- ACTIONS TO TAKE -
(a) In the post on urban evolution below, rewrite the paragraph beginning "The researchers inspected 50 traps" as a short bulleted list that keeps its main facts.
(b) According to the post on urban evolution below, how did the genetic differences among mouse populations within one borough compare to differences elsewhere?
(c) Pick up the post on urban evolution below after its last sentence and write the next part.

- TEXT PROVIDED -
In today's New York times there is an article that uses New York City as an example of how large urban areas act as selective pressures that propel the process of evolution. What they report seems surprising, but makes complete sense if you consider that it is consistent with both evolution and punctuated equilibrium. For example:
The researchers inspected 50 traps laid the day before and found seven mice inside. They plopped each mouse out of its trap and into a Ziploc bag. They clipped a scale to each bag to weigh the mice. Dr. Munshi-South gently took hold of the animals so his students could measure them with a ruler along their backs.
Dr. Munshi-South and his colleagues have been analyzing the DNA of the mice. He’s been surprised to find that the populations of mice in each park are genetically distinct from the mice in others. “The amount of differences you see among populations of mice in the same borough is similar to what you’d see across the whole southeastern United States,” he said.

- DATASET CONTENT -
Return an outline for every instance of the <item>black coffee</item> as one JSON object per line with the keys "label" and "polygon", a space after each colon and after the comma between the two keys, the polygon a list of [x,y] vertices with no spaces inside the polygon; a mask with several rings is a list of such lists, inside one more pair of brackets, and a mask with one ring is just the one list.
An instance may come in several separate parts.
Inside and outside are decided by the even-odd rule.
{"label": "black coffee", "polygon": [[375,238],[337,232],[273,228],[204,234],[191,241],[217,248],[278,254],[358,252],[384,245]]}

- OUTPUTS BY TASK -
(a)
- The researchers checked 50 traps set the day before and found seven mice.
- Each mouse was moved from its trap into a Ziploc bag.
- A scale clipped to each bag was used to weigh the mice.
- Dr. Munshi-South held the animals while his students measured them along their backs with a ruler.

(b) They were similar to the differences you would see across the whole southeastern United States.

(c)
Consistent with what the Hardy-Weinberg principle suggests, this example of Cadmium resistant worms shows how large randomly mating pairs will eventually result in stasis:
In 1989, Jeffrey Levinton of Stony Brook University and his colleagues discovered that a population of mud-dwelling worms in the Hudson had evolved resistance to cadmium. They lived in a place called Foundry Cove near a battery factory near West Point. Dr. Levinton and his colleagues found that the worms produced huge amounts of a protein that binds cadmium and prevents it from doing harm.
In the early 1990s, the federal Environmental Protection Agency hauled away most of the cadmium-laced sediment from Foundry Cove. Over nine generations, the Foundry Cove worm populations became vulnerable again. This shift occurred, Dr. Levinton and his colleagues reported last year, as worms from less contaminated parts of the river moved in. They are interbreeding with the resident worms, and the resistant mutations are becoming rarer.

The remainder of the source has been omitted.